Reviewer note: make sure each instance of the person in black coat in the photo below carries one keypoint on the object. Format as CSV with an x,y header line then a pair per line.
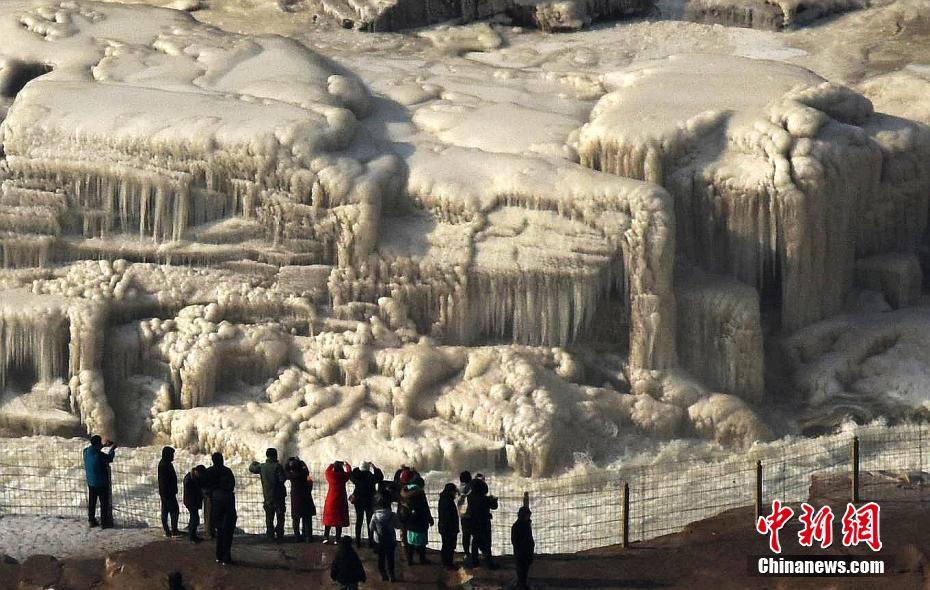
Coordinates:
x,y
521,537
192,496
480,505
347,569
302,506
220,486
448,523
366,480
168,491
· · · · ·
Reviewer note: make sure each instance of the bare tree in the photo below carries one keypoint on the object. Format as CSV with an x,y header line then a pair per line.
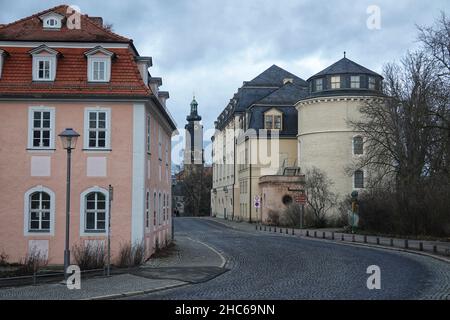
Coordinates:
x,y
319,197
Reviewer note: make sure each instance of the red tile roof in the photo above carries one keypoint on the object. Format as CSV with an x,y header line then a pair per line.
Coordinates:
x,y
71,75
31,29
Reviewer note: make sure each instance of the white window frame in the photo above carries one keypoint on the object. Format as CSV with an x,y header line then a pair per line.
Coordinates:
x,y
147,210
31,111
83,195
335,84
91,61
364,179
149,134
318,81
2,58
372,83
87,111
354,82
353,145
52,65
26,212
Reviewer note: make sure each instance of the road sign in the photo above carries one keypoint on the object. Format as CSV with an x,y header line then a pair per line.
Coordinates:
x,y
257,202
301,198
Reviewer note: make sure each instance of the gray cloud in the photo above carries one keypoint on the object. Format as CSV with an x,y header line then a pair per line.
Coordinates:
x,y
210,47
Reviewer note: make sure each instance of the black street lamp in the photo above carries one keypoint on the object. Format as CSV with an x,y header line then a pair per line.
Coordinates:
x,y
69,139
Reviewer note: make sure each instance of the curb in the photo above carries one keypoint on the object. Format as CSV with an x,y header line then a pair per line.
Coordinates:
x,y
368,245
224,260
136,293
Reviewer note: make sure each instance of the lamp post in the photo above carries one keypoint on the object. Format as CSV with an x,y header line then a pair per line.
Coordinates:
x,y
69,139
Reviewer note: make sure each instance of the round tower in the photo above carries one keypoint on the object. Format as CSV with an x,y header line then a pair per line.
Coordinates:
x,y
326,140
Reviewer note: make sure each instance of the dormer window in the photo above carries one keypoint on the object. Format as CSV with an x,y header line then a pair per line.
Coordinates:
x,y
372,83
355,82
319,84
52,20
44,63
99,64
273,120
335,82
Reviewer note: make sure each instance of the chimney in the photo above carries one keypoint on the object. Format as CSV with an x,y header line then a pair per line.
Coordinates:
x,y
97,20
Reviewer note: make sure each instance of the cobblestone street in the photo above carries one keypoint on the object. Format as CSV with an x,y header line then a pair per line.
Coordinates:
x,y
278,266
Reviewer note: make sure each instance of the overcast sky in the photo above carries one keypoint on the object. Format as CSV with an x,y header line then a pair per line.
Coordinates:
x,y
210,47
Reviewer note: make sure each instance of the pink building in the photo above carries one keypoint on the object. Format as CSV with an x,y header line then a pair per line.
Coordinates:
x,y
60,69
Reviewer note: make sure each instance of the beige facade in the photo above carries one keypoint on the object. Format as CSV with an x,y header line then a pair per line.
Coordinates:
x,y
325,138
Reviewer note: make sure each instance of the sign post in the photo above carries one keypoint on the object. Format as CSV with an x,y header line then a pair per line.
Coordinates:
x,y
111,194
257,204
· · · · ·
# Problem requirements:
Gather every line from the items above that contains the string "lamp".

# Output for this exercise:
Reviewer note: make sure each instance of the black street lamp in the photo above carries one keypoint on the object. Format as CSV with an x,y header line then a pair per line.
Reviewer note: make sure each instance of the lamp post in the photo above carries one keypoint on the object. Format as CSV with an x,y header line then a pair per line.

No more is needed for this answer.